### What the task requires
Take the line containing "Indicate the foliage" and every line after it in the data below, and print them exactly as given, with nothing else.

-- BEGIN Data shown --

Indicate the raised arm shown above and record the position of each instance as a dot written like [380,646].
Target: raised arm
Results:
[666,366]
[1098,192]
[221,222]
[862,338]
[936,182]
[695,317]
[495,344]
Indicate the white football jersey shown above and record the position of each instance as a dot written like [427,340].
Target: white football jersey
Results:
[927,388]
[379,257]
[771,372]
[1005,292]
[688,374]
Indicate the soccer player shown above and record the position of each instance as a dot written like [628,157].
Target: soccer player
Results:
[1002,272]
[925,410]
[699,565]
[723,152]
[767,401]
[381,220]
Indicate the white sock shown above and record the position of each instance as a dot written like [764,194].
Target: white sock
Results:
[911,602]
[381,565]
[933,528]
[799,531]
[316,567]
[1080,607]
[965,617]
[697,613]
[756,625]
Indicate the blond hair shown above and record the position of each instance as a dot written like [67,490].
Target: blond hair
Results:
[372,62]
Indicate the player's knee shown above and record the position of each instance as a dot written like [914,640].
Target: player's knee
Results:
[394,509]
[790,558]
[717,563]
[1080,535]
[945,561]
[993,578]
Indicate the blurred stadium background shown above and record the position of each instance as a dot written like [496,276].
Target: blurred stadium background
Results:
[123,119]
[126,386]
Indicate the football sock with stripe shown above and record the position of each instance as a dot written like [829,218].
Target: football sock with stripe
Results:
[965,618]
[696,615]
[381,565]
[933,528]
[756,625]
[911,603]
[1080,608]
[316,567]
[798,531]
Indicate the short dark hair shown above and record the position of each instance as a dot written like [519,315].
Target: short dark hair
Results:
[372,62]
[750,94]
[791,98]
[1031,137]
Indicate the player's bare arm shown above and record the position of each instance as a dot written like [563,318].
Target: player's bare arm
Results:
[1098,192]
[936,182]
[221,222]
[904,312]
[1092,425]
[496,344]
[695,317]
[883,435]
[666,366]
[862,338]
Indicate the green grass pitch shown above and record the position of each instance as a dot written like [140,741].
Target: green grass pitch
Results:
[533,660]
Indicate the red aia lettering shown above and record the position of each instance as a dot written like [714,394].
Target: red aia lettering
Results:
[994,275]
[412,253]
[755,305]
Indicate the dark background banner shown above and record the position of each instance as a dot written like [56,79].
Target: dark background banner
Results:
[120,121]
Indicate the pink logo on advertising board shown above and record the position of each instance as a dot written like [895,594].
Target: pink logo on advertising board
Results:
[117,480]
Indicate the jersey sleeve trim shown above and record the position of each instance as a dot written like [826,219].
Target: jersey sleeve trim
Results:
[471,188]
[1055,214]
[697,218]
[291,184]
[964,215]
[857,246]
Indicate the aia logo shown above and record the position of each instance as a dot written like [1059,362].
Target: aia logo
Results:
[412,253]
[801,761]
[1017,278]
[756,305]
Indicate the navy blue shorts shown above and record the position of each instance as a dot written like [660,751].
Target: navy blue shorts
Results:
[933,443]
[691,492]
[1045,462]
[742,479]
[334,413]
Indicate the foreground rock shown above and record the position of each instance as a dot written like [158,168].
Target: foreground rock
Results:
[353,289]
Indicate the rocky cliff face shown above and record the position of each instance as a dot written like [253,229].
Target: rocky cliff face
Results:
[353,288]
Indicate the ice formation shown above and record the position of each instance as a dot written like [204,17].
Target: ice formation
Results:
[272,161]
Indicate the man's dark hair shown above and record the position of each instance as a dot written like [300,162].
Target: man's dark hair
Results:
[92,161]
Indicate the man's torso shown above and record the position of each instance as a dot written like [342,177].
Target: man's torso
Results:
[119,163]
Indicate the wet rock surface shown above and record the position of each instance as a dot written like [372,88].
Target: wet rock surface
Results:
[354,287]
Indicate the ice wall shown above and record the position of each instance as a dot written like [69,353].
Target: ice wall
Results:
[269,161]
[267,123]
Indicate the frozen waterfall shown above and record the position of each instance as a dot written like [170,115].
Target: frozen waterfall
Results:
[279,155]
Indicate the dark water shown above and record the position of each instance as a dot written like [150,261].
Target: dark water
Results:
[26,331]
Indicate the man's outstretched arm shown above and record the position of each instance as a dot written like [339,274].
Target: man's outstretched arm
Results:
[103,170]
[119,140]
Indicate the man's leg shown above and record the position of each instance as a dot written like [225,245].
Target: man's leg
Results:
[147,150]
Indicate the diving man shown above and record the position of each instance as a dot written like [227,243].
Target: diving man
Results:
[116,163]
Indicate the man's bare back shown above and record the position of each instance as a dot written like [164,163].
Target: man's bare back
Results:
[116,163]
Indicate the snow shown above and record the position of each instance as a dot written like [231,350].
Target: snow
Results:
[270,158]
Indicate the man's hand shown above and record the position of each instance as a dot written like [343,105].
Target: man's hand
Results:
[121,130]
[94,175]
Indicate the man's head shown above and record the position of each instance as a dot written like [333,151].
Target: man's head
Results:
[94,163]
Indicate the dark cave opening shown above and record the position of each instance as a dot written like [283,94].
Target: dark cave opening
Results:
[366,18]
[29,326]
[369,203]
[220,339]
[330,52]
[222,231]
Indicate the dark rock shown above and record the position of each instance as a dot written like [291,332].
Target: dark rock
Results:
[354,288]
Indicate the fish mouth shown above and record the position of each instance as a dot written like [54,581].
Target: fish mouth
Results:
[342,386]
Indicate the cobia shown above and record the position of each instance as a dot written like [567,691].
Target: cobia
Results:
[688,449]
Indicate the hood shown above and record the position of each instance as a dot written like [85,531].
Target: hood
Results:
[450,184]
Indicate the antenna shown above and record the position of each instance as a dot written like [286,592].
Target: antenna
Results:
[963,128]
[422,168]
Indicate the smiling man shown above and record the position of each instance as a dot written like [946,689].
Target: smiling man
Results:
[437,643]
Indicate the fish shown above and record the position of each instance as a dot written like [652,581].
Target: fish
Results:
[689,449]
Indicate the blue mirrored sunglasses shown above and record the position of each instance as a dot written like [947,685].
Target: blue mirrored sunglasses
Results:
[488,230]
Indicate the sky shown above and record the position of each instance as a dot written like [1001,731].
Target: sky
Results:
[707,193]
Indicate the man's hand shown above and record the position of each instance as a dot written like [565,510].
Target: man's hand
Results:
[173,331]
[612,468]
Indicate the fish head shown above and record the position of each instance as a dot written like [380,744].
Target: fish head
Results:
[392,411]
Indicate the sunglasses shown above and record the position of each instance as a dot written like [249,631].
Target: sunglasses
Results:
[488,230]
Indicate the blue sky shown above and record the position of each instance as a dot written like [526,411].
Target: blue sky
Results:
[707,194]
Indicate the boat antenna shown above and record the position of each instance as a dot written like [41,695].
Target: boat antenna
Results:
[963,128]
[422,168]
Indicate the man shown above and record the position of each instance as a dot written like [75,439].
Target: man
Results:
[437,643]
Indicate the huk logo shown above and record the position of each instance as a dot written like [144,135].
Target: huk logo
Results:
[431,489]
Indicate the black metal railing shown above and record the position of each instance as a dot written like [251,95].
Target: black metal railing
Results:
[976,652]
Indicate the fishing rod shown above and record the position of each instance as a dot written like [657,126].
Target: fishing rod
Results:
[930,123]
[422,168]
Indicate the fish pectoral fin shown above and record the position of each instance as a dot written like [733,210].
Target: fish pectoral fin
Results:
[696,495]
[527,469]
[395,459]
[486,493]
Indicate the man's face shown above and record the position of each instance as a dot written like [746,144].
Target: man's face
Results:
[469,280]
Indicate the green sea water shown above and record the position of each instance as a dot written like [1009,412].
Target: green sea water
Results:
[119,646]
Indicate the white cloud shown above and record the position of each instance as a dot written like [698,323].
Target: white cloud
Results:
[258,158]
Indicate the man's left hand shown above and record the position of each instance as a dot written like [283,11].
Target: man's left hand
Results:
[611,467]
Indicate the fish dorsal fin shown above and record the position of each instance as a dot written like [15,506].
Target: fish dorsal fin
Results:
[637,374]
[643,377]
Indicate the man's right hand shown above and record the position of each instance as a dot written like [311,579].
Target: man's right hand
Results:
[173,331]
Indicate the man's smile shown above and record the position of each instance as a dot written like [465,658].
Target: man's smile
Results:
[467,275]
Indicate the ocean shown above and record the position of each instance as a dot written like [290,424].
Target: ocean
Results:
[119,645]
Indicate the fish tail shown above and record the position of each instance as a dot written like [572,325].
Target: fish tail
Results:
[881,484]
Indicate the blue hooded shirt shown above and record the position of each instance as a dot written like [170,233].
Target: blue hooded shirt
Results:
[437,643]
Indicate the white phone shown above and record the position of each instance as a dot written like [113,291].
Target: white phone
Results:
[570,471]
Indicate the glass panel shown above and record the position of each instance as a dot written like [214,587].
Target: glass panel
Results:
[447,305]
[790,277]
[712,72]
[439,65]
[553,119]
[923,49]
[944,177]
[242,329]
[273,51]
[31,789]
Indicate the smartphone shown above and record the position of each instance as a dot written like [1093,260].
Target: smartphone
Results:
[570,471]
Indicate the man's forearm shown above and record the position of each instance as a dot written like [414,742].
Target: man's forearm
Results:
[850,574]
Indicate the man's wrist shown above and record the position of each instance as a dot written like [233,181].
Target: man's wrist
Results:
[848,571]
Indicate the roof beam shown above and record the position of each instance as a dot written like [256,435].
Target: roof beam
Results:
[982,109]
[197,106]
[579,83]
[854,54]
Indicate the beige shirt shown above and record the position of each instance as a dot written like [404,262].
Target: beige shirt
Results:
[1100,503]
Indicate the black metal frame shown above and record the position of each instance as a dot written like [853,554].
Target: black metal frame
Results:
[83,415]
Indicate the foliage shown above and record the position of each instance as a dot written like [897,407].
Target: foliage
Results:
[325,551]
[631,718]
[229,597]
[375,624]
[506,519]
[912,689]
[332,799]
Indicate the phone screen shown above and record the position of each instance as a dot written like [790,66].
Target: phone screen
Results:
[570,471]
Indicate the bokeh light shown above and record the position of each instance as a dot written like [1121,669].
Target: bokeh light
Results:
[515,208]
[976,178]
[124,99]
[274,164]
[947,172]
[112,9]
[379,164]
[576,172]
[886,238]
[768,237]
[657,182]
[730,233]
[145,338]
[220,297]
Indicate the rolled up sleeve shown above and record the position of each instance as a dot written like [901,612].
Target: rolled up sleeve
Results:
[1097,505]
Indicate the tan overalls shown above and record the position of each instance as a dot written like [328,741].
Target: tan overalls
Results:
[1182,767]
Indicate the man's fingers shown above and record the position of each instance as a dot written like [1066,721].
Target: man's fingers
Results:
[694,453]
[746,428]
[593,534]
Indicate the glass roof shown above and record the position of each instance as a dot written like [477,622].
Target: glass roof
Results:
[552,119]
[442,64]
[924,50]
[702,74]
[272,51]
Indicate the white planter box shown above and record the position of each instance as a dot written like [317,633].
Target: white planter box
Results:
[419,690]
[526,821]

-- END Data shown --

### Expected output
Indicate the foliage shown above and record the position of each instance as a dot written like [897,407].
Target: foliage
Results:
[325,551]
[631,718]
[229,597]
[375,624]
[506,519]
[912,689]
[332,799]
Indicate the phone screen shown above and record the position of each instance as a dot written like [790,66].
Target: phone screen
Results:
[570,471]
Indicate the bokeh light shown above and record the position of each instance as a dot written like [1121,669].
Target: bokeh light
Results:
[515,208]
[976,178]
[124,99]
[274,164]
[947,172]
[112,9]
[379,164]
[576,172]
[886,238]
[768,237]
[657,182]
[730,233]
[145,338]
[220,297]
Indicate the rolled up sleeve shown above and record the position of each instance as a dot written like [901,612].
Target: rolled up sleeve
Results:
[1097,505]
Indicate the tan overalls shown above and record the position of each instance as a dot written like [328,741].
Target: tan overalls
Results:
[1182,767]
Indicate the man's fingers shown above and record the position of each instance as a dot written like [1066,721].
Target: man's fingers
Results:
[694,453]
[746,428]
[593,534]
Indicate the glass roof shown above and record the position of each instance as a dot written like [477,622].
Target: glass roof
Results:
[552,119]
[442,64]
[924,50]
[702,74]
[272,51]
Indicate the white planter box shown above and record the position of each instance as a dot written like [317,633].
Target: white planter box
Results:
[419,690]
[526,821]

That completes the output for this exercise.